◆ Exercise set
1. Using the Roblox third quarter 2023 results release, answer these:
(a) What was revenue for the quarter, and by what percentage did it grow year-over-year?
(b) In which regions does the chief financial officer say bookings growth was particularly strong?
(c) What were capital expenditures in Q3 2023?
2. Write the next part of the Roblox third quarter 2023 results release, beginning after its final sentence.

◆ Extract to read
-.-.-

Strong year over year growth in Daily Active
Users, Hours Engaged, Revenue, and Bookings
Roblox Corporation (NYSE: RBLX), a global platform bringing
millions of people together through shared experiences, released
its third quarter 2023 financial and operational results today.
Separately, Roblox posted a letter to shareholders and supplemental
materials on the Roblox investor relations website at
ir.roblox.com.
Third Quarter 2023 Financial, Operational and Liquidity
Highlights
- Revenue was $713.2 million, up 38% year-over-year.
- Bookings were $839.5 million, up 20% year-over-year.
- Net loss attributable to common stockholders was $277.2
million.
- Net cash provided by operating activities was $112.7 million,
up 68% year-over-year.
- Average Daily Active Users (“DAUs”) were 70.2 million, up 20%
year-over-year.
- Average monthly unique payers were 14.7 million, up 14%
year-over-year, and average bookings per monthly unique payer was
$19.02, up 5% year-over-year.
- Hours engaged were 16.0 billion, up 20% year-over-year.
- Average bookings per DAU was $11.96, flat year-over-year.
- Net liquidity1 was $2.1 billion, and Covenant Adjusted EBITDA2
was $81.1 million.
“Our strong third quarter results reflect our continued platform
innovation and growth across all age groups and geographies. We are
executing against our key priorities to enable deeper forms of
immersion, communication and Avatar expression on the platform,
while investing in artificial intelligence, brands and advertising,
to drive future growth,” said David Baszucki, founder and CEO of
Roblox.
“We delivered another strong quarter of growth while executing
against our financial plan. Bookings growth was particularly strong
in western Europe and east Asia. The US and Canada still accounted
for the majority of bookings growth in dollar terms among all
regions. We also slowed spending growth across most of our major
expense categories. As a result, we showed marked improvement in
margins compared both to Q2 2023 and Q3 2022,” said Michael
Guthrie, chief financial officer of Roblox.
“In addition, we have largely completed our Ashburn, Virginia
data center. Capital expenditures in Q3 2023 were $53.2 million,
down 60% from $133.4 million in Q3 2022 and down 52% from $110.9
million of capital expenditures in Q2 2023. As a result, free cash
flow was $59.5 million in Q3 2023, up from ($67.7) million in Q3
2022 and up from ($95.5) million in Q2 2023. While we continue to
invest in innovation, we are now entering a new phase where we can
slow the growth in operating expenses and capital expenditures,
thereby generating operating leverage and free cash flow,” said
Michael Guthrie, chief financial officer of Roblox.

-.-.-

◆ Provided data
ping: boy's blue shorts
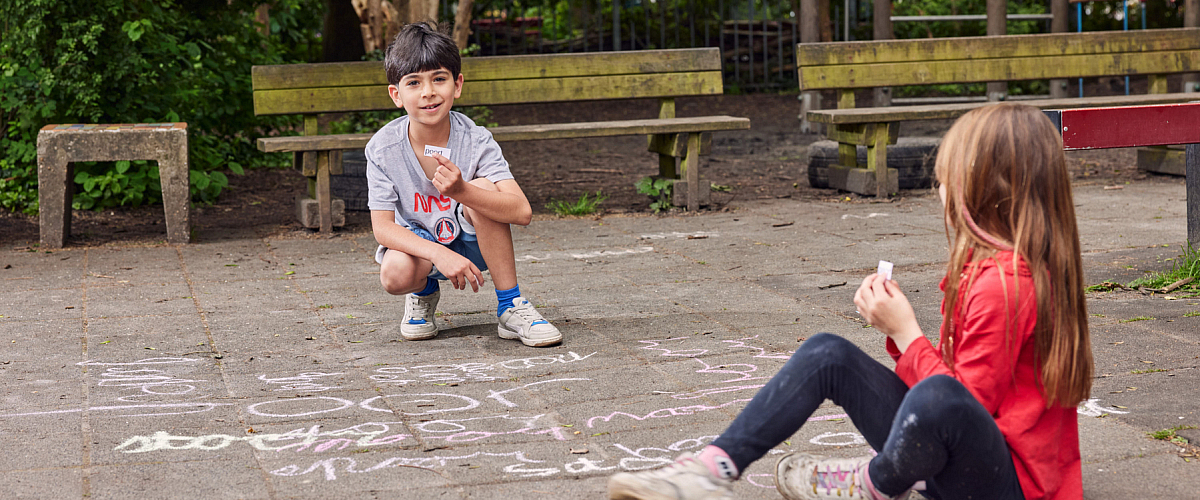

-.-.-

◆ Task responses
1.
(a) Revenue was $713.2 million, up 38% year-over-year.
(b) Bookings growth was particularly strong in western Europe and east Asia.
(c) Capital expenditures in Q3 2023 were $53.2 million.

2.
____________________
1 Net liquidity represents cash, cash equivalents, and
short-term and long-term investments, less the carrying value of
long-term debt, net.
2 Covenant Adjusted EBITDA is used in certain covenant
calculations specified in the indenture governing our senior notes
due 2030 and is not calculated in accordance with GAAP and may not
conform to the calculation of Adjusted EBITDA by other companies.
Covenant Adjusted EBITDA should not be considered as a substitute
for a measure of our financial performance or other liquidity
measures prepared in accordance with GAAP and is also not
indicative of income or loss calculated in accordance with
GAAP.
Earnings Q&A Session
Roblox will host a live Q&A session to answer questions
regarding their third quarter 2023 results on Wednesday, November
8, 2023 at 5:30 a.m. Pacific Time/8:30 a.m. Eastern Time. The
webcast will be open to the public at ir.roblox.com or by clicking
here.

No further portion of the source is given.